INSTRUCTIONS FOR THE TASK: Can you return the portion of the causal discovery passage between "Uncoupler-Recoupler Network (Semantic" and "the latent space.", inclusive, copied word for word?

TEXT PASSAGE:
Specific limitations of existing methods: - NeuralGC / GVAR / TCDF: Component-wise design with \(O(N^2)\) parameters, not scalable to large systems - GVAR: Capable of generating dynamic causal graphs but with limited accuracy (e.g., direction reversals in TVSEM cannot be captured) - JRNGC / CUTS+: Address scalability via parameter sharing but do not support dynamic causal discovery - No existing method has been rigorously evaluated on dynamic causal datasets

Method¶

Overall Architecture¶

UnCLe operates in two stages:

Training stage: Learns a semantically disentangled representation of the time series along with autoregressive inter-variable dependency relationships
Post-hoc analysis stage: Infers dynamic causal graphs via temporal perturbation, or infers static causal graphs via dependency matrix aggregation

Key Designs¶

Uncoupler-Recoupler Network (Semantic Disentanglement Autoencoder)

Core Idea: Disentangles complex multivariate time series into multi-channel semantic representations, enabling inter-variable dependencies to be modeled linearly in the latent space.

DATA ENTRIES:
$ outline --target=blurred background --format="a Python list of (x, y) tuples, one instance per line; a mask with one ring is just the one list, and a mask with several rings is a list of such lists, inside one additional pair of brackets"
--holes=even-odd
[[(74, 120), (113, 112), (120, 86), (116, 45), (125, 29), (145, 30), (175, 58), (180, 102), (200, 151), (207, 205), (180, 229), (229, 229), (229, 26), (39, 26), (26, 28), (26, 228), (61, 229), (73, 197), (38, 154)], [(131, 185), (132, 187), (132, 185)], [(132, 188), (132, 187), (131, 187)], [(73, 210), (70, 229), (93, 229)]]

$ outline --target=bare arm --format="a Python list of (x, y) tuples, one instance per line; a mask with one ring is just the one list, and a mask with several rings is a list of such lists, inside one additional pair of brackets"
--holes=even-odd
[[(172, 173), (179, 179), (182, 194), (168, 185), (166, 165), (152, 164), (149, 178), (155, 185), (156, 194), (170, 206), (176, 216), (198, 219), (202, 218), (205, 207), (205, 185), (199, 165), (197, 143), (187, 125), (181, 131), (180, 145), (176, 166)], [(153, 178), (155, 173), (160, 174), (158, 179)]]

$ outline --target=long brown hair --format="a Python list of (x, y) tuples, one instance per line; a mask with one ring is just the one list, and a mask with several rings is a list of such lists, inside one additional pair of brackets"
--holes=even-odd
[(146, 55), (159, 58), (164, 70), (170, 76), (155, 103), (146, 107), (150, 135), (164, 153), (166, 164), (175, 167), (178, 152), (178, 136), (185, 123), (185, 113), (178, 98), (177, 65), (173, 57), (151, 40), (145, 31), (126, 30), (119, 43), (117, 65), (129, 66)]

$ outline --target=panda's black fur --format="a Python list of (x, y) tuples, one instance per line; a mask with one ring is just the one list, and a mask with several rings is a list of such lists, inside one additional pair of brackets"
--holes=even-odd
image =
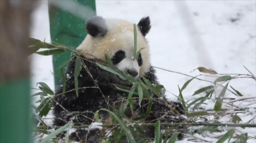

ANSWER TO THE EXERCISE:
Uncoupler-Recoupler Network (Semantic Disentanglement Autoencoder)

Core Idea: Disentangles complex multivariate time series into multi-channel semantic representations, enabling inter-variable dependencies to be modeled linearly in the latent space.